(DATA SHOWN)

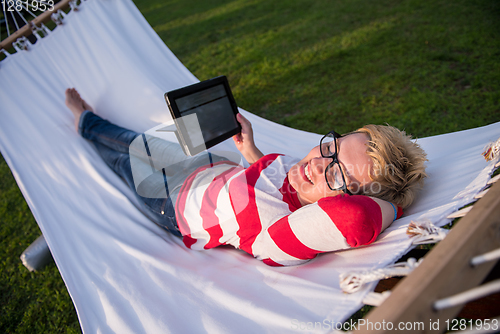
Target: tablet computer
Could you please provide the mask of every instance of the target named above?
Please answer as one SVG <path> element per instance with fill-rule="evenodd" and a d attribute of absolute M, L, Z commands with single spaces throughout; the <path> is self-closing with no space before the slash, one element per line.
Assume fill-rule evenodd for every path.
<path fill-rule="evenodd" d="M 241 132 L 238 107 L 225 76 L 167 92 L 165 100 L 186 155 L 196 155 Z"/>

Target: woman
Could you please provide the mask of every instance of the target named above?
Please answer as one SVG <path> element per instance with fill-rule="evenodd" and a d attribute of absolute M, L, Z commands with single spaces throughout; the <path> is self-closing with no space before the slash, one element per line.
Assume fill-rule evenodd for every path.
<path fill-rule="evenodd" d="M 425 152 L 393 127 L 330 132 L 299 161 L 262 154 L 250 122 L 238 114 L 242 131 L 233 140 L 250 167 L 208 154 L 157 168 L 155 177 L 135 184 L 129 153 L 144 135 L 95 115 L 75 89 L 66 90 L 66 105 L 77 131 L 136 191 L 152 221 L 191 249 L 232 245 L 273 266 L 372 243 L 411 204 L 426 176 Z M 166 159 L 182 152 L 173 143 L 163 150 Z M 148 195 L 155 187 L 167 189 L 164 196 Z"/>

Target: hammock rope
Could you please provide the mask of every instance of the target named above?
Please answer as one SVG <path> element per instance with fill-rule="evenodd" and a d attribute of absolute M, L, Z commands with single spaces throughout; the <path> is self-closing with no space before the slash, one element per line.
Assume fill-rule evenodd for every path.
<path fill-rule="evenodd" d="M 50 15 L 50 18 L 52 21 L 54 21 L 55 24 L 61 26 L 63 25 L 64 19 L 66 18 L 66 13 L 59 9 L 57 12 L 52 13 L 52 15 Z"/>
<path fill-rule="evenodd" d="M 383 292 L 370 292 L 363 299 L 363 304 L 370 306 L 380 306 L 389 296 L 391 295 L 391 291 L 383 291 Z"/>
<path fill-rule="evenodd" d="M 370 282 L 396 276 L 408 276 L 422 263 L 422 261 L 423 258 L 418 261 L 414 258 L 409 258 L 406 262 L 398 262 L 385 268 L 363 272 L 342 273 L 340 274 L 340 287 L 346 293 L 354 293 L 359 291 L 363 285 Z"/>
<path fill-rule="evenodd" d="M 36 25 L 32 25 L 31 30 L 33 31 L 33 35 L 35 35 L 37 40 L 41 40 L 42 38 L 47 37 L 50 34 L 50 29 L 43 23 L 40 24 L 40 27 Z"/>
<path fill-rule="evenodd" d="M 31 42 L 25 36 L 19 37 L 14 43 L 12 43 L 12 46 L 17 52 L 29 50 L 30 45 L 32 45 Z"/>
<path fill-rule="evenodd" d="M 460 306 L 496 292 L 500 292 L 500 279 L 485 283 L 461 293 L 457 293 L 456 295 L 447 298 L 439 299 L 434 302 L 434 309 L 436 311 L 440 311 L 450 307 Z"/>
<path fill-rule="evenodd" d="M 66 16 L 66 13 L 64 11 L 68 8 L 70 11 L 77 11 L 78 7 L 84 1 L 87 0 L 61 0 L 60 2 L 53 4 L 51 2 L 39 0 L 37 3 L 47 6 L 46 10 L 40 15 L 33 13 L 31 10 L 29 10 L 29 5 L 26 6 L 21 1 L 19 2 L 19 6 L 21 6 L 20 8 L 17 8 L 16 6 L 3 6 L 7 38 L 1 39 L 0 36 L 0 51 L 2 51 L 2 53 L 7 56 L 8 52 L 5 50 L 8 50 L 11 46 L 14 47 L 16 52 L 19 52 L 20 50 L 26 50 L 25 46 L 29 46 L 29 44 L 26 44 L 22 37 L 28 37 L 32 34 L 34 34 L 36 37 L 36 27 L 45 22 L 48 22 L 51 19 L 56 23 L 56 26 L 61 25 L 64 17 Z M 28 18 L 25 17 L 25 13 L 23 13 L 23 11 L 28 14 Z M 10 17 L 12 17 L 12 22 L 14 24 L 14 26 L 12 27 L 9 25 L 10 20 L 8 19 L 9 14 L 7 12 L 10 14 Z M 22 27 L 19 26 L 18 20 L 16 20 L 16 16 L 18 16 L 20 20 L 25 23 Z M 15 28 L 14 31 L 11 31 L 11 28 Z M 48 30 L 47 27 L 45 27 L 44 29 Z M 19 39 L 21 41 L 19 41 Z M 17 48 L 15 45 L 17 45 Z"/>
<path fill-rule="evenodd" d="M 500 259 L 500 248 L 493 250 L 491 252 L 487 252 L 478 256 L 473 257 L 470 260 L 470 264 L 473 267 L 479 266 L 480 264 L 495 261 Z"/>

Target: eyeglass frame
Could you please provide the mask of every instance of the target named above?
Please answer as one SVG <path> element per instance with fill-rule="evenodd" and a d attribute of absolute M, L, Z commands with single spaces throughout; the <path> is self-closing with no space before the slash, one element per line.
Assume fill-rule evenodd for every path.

(End DATA SHOWN)

> **ASSIGNMENT**: Apart from the pictures, every line above must be repeated exactly.

> **ANSWER BOX**:
Target: tablet computer
Could you please provide the mask of every instance of the target named above?
Please answer as one SVG <path> element per instance with fill-rule="evenodd" and a d attribute of absolute M, L, Z commands with single spaces throughout; the <path> is self-closing with no space before the slash, one element per line.
Assume fill-rule evenodd for every path.
<path fill-rule="evenodd" d="M 241 132 L 238 107 L 225 76 L 167 92 L 165 100 L 186 155 L 196 155 Z"/>

Target: woman
Could you please provide the mask of every instance of the target named above?
Please answer as one SVG <path> element per instance with fill-rule="evenodd" and a d attribute of absolute M, L, Z commands with single spaces throughout; the <path> is self-closing with no space before the slash, one element per line.
Assume fill-rule evenodd for every path.
<path fill-rule="evenodd" d="M 425 152 L 393 127 L 330 132 L 299 161 L 262 154 L 250 122 L 238 114 L 242 131 L 233 140 L 250 167 L 208 154 L 157 168 L 155 177 L 135 184 L 129 153 L 144 135 L 95 115 L 75 89 L 66 90 L 66 105 L 77 131 L 136 191 L 152 221 L 191 249 L 232 245 L 273 266 L 372 243 L 411 204 L 426 176 Z M 166 159 L 182 152 L 173 143 L 163 150 Z M 148 195 L 155 187 L 167 189 L 164 196 Z"/>

Target: hammock rope
Could you please provide the mask of every instance of the target named above?
Please answer as one SVG <path> element per instance with fill-rule="evenodd" and a d attribute of absolute M, L, Z commands with single spaces throughout; the <path> is self-closing with no space before the slash, one element per line.
Assume fill-rule evenodd for every path.
<path fill-rule="evenodd" d="M 50 15 L 50 18 L 52 21 L 54 21 L 55 24 L 61 26 L 63 25 L 64 19 L 66 18 L 66 13 L 59 9 L 57 12 L 52 13 L 52 15 Z"/>
<path fill-rule="evenodd" d="M 383 292 L 370 292 L 363 299 L 363 304 L 370 306 L 380 306 L 389 296 L 391 295 L 391 291 L 383 291 Z"/>
<path fill-rule="evenodd" d="M 370 282 L 396 276 L 408 276 L 422 263 L 422 261 L 423 258 L 418 261 L 414 258 L 409 258 L 406 262 L 398 262 L 385 268 L 363 272 L 342 273 L 340 274 L 340 287 L 346 293 L 354 293 L 359 291 L 363 285 Z"/>
<path fill-rule="evenodd" d="M 36 25 L 32 25 L 31 30 L 33 31 L 33 35 L 35 35 L 37 40 L 41 40 L 42 38 L 47 37 L 50 34 L 50 29 L 43 23 L 40 24 L 40 27 Z"/>
<path fill-rule="evenodd" d="M 31 42 L 25 36 L 19 37 L 14 43 L 12 43 L 12 46 L 17 52 L 29 50 L 30 45 L 32 45 Z"/>
<path fill-rule="evenodd" d="M 460 306 L 496 292 L 500 292 L 500 279 L 485 283 L 461 293 L 457 293 L 456 295 L 447 298 L 439 299 L 434 302 L 434 309 L 436 311 L 440 311 L 450 307 Z"/>
<path fill-rule="evenodd" d="M 66 16 L 66 13 L 64 11 L 68 8 L 70 11 L 77 11 L 78 7 L 84 1 L 87 0 L 61 0 L 60 2 L 53 4 L 51 2 L 39 0 L 37 3 L 47 6 L 46 10 L 40 15 L 33 13 L 31 10 L 29 10 L 29 5 L 26 6 L 21 1 L 19 2 L 19 6 L 21 6 L 20 8 L 17 8 L 16 6 L 3 6 L 7 38 L 1 39 L 0 36 L 0 51 L 2 51 L 2 53 L 7 56 L 8 52 L 5 50 L 8 50 L 11 46 L 14 47 L 16 52 L 19 52 L 20 50 L 26 50 L 25 46 L 29 46 L 29 44 L 26 44 L 22 37 L 28 37 L 32 34 L 34 34 L 36 37 L 36 27 L 45 22 L 48 22 L 51 19 L 56 23 L 56 26 L 61 25 L 64 17 Z M 28 18 L 25 17 L 25 13 L 23 13 L 23 11 L 28 14 Z M 10 17 L 12 17 L 12 22 L 14 24 L 14 26 L 12 27 L 9 25 L 10 20 L 8 19 L 9 14 L 7 12 L 10 14 Z M 22 27 L 19 26 L 18 20 L 16 20 L 16 16 L 18 16 L 20 20 L 25 23 Z M 15 28 L 14 31 L 11 31 L 11 28 Z M 48 30 L 47 27 L 45 27 L 44 29 Z M 19 39 L 21 41 L 19 41 Z M 17 48 L 15 45 L 17 45 Z"/>
<path fill-rule="evenodd" d="M 500 259 L 500 248 L 493 250 L 491 252 L 487 252 L 478 256 L 473 257 L 470 260 L 470 264 L 473 267 L 479 266 L 480 264 L 495 261 Z"/>

Target: eyeglass frame
Could you please provide the mask of every instance of the target named above?
Please answer as one SVG <path> element per instance with fill-rule="evenodd" and a d attribute of absolute M, L, Z commands with single spaces throughout; the <path> is self-closing with no space before the slash, one element per line.
Assume fill-rule evenodd for every path.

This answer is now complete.